SET TASK:
Rewrite all the items below with each "tuple" changed to "pair" and everything else left the same. Omit the pictures.

RECORD EXCERPTS:
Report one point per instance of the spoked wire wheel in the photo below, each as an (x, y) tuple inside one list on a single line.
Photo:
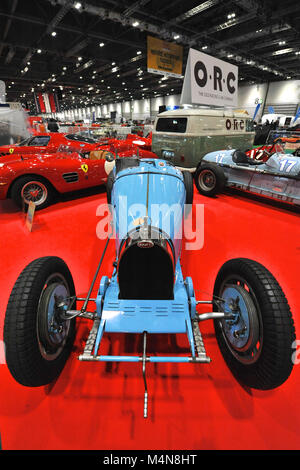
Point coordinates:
[(257, 343), (34, 191), (38, 340)]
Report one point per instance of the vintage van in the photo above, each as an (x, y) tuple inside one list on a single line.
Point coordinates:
[(184, 136)]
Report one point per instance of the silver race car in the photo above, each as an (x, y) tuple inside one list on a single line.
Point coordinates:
[(277, 178)]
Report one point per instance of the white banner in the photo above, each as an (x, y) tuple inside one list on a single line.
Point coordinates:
[(209, 81)]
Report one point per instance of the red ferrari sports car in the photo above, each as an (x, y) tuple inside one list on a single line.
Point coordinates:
[(50, 143), (38, 177)]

SOLUTION TO THIS TASK:
Report one point per instance of the spoked wire wheel in the photo below, each as an (x, y) pair inside one list on a single line.
Photo:
Point coordinates:
[(257, 343), (34, 191), (38, 340)]
Report one point per instance of the vintage van in the photo above, each as an (x, y) pair inside one list on a single line.
Point coordinates:
[(184, 136)]
Report one point per instance of the silver race car in the photo above, each as an (x, y) pair inside one list on a single line.
Point coordinates:
[(277, 178)]
Report one point per instance of the white banner in the photo above, each as an (x, y) pair inside one list on a single line.
Point coordinates:
[(209, 81)]
Report one point per instance of the red ferrari sports car in the photo above, each as an (x, y) pair inside one list on a single line.
Point coordinates:
[(50, 143), (38, 177)]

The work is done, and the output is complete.